元の文章
━━━━━━━━━━━━━━━━━━━━━━━━━━━━━━
唯物論者

唯物論の再構築

ヘーゲル精神現象学 解題(C章B.実践理性)

2016-08-06 13:49:58 | ヘーゲル精神現象学

 C章A節の観察理性でカテゴリーにおける意識と物の統一の実現を示したヘーゲルは、善の実現を自己犠牲に見出す徳の論理へと弁証法記述を進める。ここでは、精神現象学のC章B節にあたる実践理性の挑戦と敗北を概観する。

[C章B全体の概要]

 観察理性において自己意識は、自己自身を物として観察することで自己を確信する精神に至った。ここでの個人は、自己と物の統一において自己が幸福に至るのを確信している。ただしこのときの自己の対象は自己意識の自覚に過ぎず、快の感情でしかない。そこで自己意識はこの恣意的確信の真理を欲し、人倫的共同体による承認における自己確信を目指す。それは自らの快の感情を自己の客体として自立させるためである。しかしこの欲求は、個人を精神から自立させ、個人を幸福から排斥してしまう。この乖離の克服は、自己と他者のそれぞれの自己意識の統一において実現されるしかない。一方で精神から自立した自己意識は、個性でもある。この個性は、一般者としての対象を自己の支配下に置くことで統一の回復を目指す。このような乖離と統一の現実が、法則を万人の万人に対する戦いの暫時的な均衡点として捉えるような法則の世俗的現象論を生む。しかしそれが実現する一般法則は個人的秩序にすぎず、思い込まれた一般にすぎない。しかもこの対象の統一において自己が得る快感は、むしろ欲望する自己自身の廃棄をもたらす。この経験を通じて自己意識は、純粋自己の一般性を知るだけでなく、無秩序の彼岸として自己自身の内に必然それ自体を見い出す。その心の法則の実存主義的必然は、一般者を実現し、逆に個別者を廃棄するものである。もちろんそれは、心の法則と快の一致が可能であるのを示している。なぜなら一般法則の個人的秩序の廃棄により、内在的理念が外化するからである。そこで自己意識は、自己犠牲的な個人の一般化により幸福に至るようになる。ヘーゲルは、このような自己意識の意識形態を徳として表現する。一方で個人と一般の二極の分裂だけを捉える世俗もまた、個人的秩序の廃棄を目指している。またそれは、徳の揺り籠でもある。しかしそれは、個人の対局に過ぎないだけの転倒した個人であり、徳の一般性のような内在的理念を持たない。それゆえに世俗による世俗自身の破壊は、狂熱的に現成する。一方で徳は世俗自体における個人的信念に留まっている。この個人性を徳が脱する条件は、徳が世俗を克服して善を実現することである。ここでの世俗と徳の戦いは、善に個人の天賦の才としての対他存在を与える。逆に言えばそれまでの善は、徳や世俗における内在的理念に留まっていた。しかし徳が戦う相手の個人性と世俗は、いずれも自己自身を含めて全ての拘束から自由な否定性である。そもそも自ら制約を多く抱える徳は、この縦横無尽な強敵に勝てない。ここでの徳の敗北が明らかにするのは、徳が目的とした善が非現実な美辞麗句であり、むしろ個人性こそがその美辞麗句を現実化することである。このようなことでヘーゲルは、世俗と徳にもともと対立が無いのだと結論する。当然ながら徳の自己犠牲も、善を実現する方法論として瓦解する。また両者の対立の消失に伴い、個人と一般の対立も消失する。結果として個人自身の利己的思惑と裏腹に、その利己的な行為こそが現実的な一般者として現れる。
━━━━━━━━━━━━━━━━━━━━━━━━━━━━━━
データ一覧
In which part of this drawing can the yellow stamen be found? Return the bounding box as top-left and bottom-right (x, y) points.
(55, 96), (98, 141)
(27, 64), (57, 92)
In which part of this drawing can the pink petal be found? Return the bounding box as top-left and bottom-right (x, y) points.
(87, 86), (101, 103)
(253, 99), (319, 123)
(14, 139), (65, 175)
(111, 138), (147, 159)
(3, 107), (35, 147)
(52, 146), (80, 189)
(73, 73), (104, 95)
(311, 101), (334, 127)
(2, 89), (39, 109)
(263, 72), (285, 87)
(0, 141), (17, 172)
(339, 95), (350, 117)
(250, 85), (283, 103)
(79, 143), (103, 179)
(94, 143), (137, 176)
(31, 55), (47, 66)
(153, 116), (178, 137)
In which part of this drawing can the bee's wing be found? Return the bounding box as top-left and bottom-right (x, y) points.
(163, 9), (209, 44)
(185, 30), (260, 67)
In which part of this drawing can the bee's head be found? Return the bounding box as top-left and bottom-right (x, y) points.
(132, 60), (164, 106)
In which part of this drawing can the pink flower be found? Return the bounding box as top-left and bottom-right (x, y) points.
━━━━━━━━━━━━━━━━━━━━━━━━━━━━━━
やること
元の文章によると、自己犠牲的な個人の一般化によって幸福に至るようになった自己意識の意識形態を、ヘーゲルは何として表しているでしょうか。 この一覧は使わなくてもかまいません。

この問題の答え
徳として表しています。